### [What is needed]
Extract exactly the lines from the top of the records through the line containing "One marker per instance, like [609,324].", and keep pictures out of the copy.

### [Records for the task]
----------
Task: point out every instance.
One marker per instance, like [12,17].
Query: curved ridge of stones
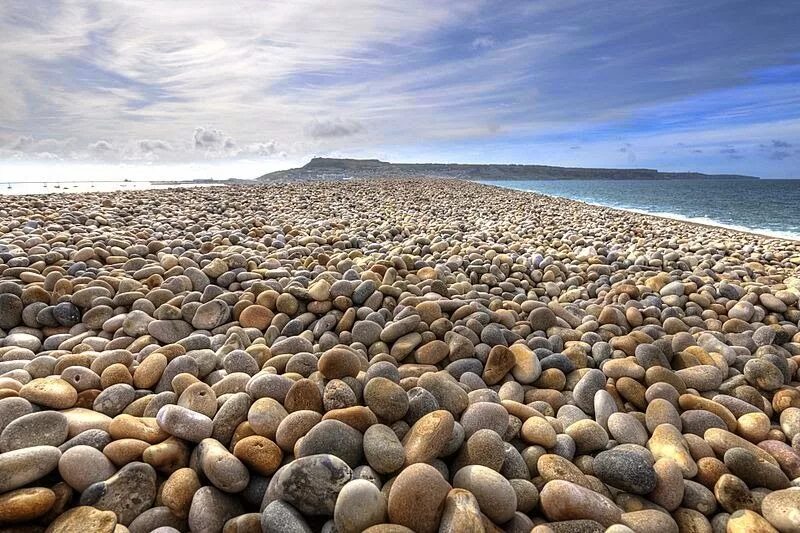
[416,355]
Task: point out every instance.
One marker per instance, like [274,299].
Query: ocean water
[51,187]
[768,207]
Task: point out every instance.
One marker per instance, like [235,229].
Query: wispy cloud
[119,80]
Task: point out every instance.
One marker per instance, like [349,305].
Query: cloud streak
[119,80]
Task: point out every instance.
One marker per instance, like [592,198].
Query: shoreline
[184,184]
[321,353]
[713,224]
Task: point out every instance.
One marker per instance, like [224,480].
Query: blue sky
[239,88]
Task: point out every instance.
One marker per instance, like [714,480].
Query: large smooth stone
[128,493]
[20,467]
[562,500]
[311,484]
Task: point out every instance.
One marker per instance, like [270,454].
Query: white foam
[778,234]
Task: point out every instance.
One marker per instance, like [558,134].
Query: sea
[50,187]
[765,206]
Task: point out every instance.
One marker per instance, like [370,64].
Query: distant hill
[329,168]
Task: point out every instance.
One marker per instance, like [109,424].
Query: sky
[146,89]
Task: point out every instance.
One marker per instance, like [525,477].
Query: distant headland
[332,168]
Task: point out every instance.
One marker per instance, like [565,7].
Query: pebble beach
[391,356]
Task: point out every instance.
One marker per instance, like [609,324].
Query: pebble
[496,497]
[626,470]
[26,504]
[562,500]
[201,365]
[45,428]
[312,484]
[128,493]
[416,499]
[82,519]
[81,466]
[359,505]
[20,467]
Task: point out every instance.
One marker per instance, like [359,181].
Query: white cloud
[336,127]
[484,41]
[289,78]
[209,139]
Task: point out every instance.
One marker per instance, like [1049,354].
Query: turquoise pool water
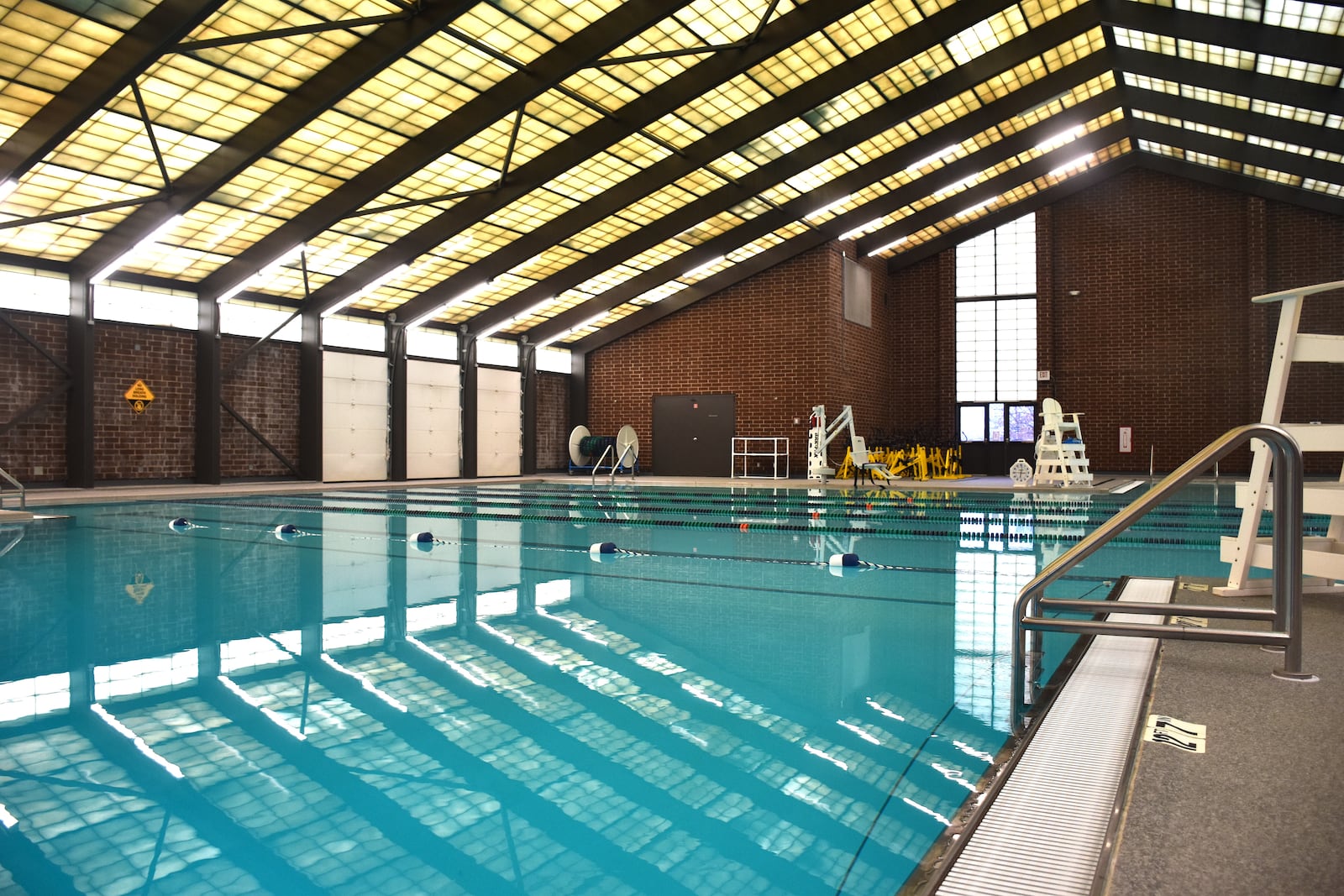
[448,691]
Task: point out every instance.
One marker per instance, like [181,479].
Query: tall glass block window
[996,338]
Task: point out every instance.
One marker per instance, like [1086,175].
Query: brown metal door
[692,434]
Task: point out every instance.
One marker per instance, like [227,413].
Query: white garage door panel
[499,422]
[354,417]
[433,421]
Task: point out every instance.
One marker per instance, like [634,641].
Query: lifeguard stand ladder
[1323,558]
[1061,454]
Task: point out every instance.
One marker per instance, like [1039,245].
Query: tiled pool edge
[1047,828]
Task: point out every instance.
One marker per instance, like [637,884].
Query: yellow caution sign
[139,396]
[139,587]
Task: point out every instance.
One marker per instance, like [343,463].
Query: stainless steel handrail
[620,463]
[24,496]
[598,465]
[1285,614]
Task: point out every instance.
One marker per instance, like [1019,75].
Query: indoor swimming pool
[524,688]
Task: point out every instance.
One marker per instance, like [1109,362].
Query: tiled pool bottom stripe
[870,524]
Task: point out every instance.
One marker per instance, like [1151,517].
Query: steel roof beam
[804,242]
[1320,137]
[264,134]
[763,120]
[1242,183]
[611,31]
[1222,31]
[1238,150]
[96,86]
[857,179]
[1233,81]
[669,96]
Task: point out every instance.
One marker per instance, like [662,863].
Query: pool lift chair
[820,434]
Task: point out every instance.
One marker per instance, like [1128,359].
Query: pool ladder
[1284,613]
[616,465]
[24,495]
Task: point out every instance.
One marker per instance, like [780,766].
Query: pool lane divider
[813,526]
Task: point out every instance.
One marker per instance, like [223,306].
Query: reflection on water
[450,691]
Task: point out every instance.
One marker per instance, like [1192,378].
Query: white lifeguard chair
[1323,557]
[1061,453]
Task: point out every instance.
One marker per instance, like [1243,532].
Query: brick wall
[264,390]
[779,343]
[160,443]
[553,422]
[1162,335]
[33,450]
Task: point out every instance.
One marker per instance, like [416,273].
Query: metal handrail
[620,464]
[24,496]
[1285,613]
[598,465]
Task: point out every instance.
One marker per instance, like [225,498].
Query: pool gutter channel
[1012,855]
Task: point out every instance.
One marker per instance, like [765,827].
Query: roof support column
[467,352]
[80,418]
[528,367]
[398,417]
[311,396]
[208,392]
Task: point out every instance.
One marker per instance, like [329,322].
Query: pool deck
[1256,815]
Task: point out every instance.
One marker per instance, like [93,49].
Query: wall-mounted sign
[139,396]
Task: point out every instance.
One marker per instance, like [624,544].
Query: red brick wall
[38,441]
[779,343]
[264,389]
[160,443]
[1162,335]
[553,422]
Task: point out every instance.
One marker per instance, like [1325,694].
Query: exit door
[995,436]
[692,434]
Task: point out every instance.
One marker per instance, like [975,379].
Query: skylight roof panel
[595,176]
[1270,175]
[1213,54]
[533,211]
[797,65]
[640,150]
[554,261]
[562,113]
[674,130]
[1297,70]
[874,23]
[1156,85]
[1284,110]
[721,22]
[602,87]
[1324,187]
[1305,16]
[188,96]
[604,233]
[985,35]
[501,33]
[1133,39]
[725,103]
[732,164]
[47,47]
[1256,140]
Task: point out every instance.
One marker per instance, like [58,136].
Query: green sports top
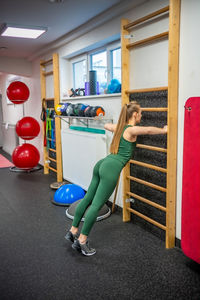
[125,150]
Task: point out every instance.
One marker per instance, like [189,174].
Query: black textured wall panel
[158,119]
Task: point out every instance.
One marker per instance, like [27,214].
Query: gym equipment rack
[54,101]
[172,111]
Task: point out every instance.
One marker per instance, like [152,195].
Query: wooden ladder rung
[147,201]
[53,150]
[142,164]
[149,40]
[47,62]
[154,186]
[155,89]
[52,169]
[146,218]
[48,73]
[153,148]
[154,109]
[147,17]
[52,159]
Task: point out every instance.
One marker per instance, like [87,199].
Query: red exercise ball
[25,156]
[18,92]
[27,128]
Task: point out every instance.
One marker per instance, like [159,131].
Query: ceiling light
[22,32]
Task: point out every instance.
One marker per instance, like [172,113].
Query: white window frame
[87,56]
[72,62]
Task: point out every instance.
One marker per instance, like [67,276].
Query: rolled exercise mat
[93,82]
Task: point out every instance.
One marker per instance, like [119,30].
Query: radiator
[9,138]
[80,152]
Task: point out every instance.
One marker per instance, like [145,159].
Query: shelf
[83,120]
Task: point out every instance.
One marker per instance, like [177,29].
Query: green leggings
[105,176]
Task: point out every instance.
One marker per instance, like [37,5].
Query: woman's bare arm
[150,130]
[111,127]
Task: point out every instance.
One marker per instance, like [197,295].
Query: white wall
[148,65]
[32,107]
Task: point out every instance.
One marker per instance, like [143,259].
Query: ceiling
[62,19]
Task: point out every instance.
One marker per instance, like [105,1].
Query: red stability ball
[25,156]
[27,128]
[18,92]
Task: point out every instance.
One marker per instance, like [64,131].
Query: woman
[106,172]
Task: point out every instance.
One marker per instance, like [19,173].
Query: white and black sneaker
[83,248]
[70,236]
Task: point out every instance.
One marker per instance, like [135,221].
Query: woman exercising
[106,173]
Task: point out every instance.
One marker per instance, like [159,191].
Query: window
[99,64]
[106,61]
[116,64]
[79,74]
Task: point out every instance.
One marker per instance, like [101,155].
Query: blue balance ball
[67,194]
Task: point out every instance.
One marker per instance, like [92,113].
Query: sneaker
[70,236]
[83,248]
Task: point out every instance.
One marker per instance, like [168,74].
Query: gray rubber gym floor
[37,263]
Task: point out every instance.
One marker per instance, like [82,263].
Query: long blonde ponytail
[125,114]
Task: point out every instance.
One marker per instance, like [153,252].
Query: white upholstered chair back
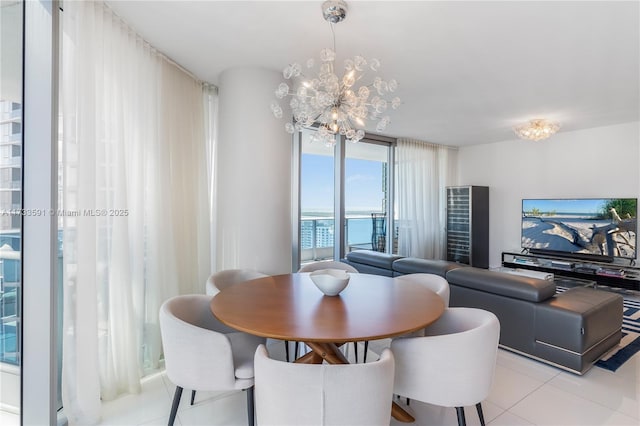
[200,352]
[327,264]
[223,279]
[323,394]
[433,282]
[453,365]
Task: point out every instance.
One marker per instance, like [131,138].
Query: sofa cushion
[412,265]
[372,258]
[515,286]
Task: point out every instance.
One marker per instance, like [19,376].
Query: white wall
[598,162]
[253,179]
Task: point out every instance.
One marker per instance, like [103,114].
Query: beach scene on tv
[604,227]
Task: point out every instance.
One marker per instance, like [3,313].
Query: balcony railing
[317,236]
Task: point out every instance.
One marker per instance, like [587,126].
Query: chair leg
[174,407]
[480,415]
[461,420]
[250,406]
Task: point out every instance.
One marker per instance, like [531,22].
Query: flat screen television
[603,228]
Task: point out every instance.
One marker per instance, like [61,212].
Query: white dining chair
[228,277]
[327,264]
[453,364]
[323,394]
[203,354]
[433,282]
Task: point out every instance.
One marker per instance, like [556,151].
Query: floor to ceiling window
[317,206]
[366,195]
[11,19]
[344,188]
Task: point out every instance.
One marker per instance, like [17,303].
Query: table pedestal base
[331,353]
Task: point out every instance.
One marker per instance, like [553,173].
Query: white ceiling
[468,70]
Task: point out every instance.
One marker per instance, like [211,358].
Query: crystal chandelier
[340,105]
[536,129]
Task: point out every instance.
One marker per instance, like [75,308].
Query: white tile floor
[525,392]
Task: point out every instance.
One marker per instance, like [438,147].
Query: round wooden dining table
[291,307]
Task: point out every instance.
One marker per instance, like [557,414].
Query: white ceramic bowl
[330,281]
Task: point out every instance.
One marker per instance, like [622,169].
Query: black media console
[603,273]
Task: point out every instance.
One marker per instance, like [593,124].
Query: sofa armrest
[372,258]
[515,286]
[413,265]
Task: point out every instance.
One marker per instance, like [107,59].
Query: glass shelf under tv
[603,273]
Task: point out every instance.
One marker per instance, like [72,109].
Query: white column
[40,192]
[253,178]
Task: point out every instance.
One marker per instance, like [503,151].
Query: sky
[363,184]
----------
### [The completed task]
Task: point out every instance.
One marker per instance, like [12,17].
Query: curved ridge of stones
[416,355]
Task: point out every instance.
One marker per instance, like [274,299].
Query: ocean water
[51,187]
[768,207]
Task: point out every instance.
One marker per instance, like [235,229].
Query: wispy cloud
[119,80]
Task: point out every instance.
One marker per instance, like [349,305].
Query: cloud streak
[119,80]
Task: point out every instance.
One marker per instance, like [592,198].
Query: shoreline
[184,184]
[321,353]
[713,224]
Task: point out every instance.
One marker per instance, like [224,480].
Query: blue sky
[239,88]
Task: point out every instance.
One marker per instance, like [714,480].
Query: large smooth stone
[128,493]
[20,467]
[562,500]
[311,484]
Task: point out every instance.
One marker per instance, like [270,454].
Query: white foam
[778,234]
Task: point out every instance.
One marker per instance, like [558,134].
Query: sea
[50,187]
[765,206]
Task: point out every instance.
One marker per instance, like [370,64].
Query: distant hill
[329,168]
Task: point out every instance.
One marker per instance, like [109,424].
Query: sky
[146,89]
Task: point out every instance.
One marker per instance, like [525,477].
Query: distant headland
[332,168]
Task: point out every instance.
One marker per instance, like [565,7].
Query: pebble beach
[391,356]
Task: point out every instance.
One marker per instance, like [609,324].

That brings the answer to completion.